- _Assignment_
Continue the account of Steve Milton's diverticulitis, starting after its last sentence.

##### Text section

It was New Year’s Eve 2018. Fairlawn resident Steve Milton was preparing for a party when the abdominal pain that had pestered him for months became excruciating.
Three years earlier, Steve had been diagnosed with diverticulitis. Treatment had been successful. But in August 2018, the pockets in his intestinal walls once again became inflamed and infected.
He was in and out of the hospital for four months. He took round after round of antibiotics — and battled allergic reactions and a C. diff infection. But he had never experienced the intense pain that now caused him to double over.
Instead of ringing in 2019, Steve and his wife, Barbara, sped to the nearest emergency department. Soon Steve learned that he had a perforated bowel — one of the inflamed pockets had burst open. His large intestine (colon) was leaking waste into his abdomen.
That began a one-week stay at Cleveland Clinic Akron General, where Steve received intravenous antibiotics and learned that he would need surgery to remove the diseased part of his colon.
“I had been healthy most of my life,” he says. “Besides feeling so sick physically, it bothered me emotionally too.”

##########
##### Dataset entries

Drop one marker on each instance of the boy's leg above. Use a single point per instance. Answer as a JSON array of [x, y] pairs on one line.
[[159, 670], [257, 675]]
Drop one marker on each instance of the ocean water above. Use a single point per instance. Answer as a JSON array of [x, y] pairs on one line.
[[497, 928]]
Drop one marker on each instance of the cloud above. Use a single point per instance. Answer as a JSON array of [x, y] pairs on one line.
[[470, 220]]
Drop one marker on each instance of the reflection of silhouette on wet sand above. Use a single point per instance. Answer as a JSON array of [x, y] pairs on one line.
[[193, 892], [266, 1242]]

##########

- _Answer for this exercise_
Before his surgery, Steve met with a patient care coordinator who explained his two options.
“They could do the surgery one way, involving a seven-to-10-day hospital stay and lots of pain medication,” says Steve. “Or they could do it a new way that would have me up and around within hours of the operation, with much less pain. It was an easy decision.”
On a Friday, Steve had a four-hour surgery to remove 12 inches of his large intestine. Four hours later, he was out of bed, walking the halls at Akron General. He had no pain and no nausea. By Sunday afternoon, he was home. And by Monday morning, the software sales representative was back to work in his home office.
“I had a major surgery and missed only one day of work!” says Steve. “Barbara, who has been an ER nurse for 30 years, was shocked at how well I was doing. My friends and family called it miraculous.”
“I encourage anyone thinking about colon resection to cheer up! After what I was going through with diverticulitis, the surgery was the best experience I could have imagined.”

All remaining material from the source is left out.